PROBLEM DESCRIPTION: Write out each line of the listing as it stands, without the images.

SOURCE INFORMATION:

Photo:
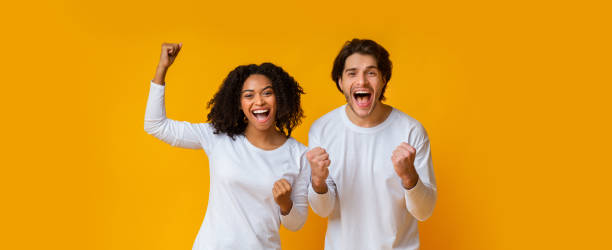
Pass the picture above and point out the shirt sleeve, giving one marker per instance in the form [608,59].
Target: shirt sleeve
[176,133]
[322,204]
[299,195]
[421,199]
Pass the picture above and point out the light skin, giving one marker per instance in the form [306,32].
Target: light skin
[362,83]
[258,103]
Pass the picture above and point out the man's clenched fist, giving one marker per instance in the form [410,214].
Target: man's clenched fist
[403,162]
[319,163]
[282,195]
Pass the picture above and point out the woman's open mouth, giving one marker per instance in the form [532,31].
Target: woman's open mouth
[261,115]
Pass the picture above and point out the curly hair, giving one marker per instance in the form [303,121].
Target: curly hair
[365,47]
[226,115]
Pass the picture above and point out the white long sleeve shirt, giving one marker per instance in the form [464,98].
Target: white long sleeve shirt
[367,205]
[241,212]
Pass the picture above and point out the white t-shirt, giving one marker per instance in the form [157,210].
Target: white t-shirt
[367,205]
[241,212]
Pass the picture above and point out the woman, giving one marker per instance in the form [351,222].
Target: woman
[258,177]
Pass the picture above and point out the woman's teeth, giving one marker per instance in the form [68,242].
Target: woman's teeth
[261,114]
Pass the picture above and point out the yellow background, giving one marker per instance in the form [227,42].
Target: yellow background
[515,96]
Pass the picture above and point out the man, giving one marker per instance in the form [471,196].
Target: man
[371,164]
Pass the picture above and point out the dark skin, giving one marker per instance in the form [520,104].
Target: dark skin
[263,136]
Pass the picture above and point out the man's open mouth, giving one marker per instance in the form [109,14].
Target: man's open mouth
[363,98]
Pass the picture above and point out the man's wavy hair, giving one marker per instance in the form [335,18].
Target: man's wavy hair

TASK RESPONSE:
Photo:
Pass the picture above and point out the shirt sleeve, giving one marker per instance in the form [608,59].
Target: shirt sleeve
[176,133]
[322,204]
[299,195]
[421,199]
Pass the picture above and point out the light skin, giving one marker per instance in the form [306,32].
Target: light skin
[362,83]
[258,103]
Pass the picture above and point out the man's clenched fist, giving one marker per instance in the form [410,214].
Target: man's clenched fist
[403,162]
[319,163]
[282,195]
Pass the picture above and point out the woman's open mouth, giving one marker per instance in the form [532,31].
Target: woman's open mouth
[261,115]
Pass the picture above and point out the curly hair, giving one marker per instance in the form [303,121].
Target: curly hair
[365,47]
[226,115]
Pass the picture above and point out the white long sleeve shirt, giving one marker per instance in the form [464,98].
Target: white long sleeve shirt
[367,205]
[241,212]
Pass the picture above and point out the white t-shirt, giving one marker per instance in the form [157,210].
Target: white t-shirt
[367,205]
[241,212]
Pass the picture above and point out the woman, giving one marker per instance in the form [351,222].
Target: woman
[258,177]
Pass the picture above and point out the woman's teeth, giving one marker per instance in the form [68,242].
Target: woman's teeth
[261,114]
Pass the picture above and point out the yellow background, giving one marker per instance in the form [227,42].
Target: yellow background
[515,96]
Pass the picture above and point out the man, giving one marker per instance in the form [471,196].
Target: man
[371,164]
Pass the picture above and point out the dark skin, giving one marker per instance in the form [520,104].
Target: dark skin
[263,136]
Pass the picture above and point out the man's open mouth, giving one marker per instance in the form [109,14].
Target: man's open mouth
[363,98]
Pass the picture above and point out the man's wavy hair, giving one marker per instance in the form [335,18].
Target: man's wavy hair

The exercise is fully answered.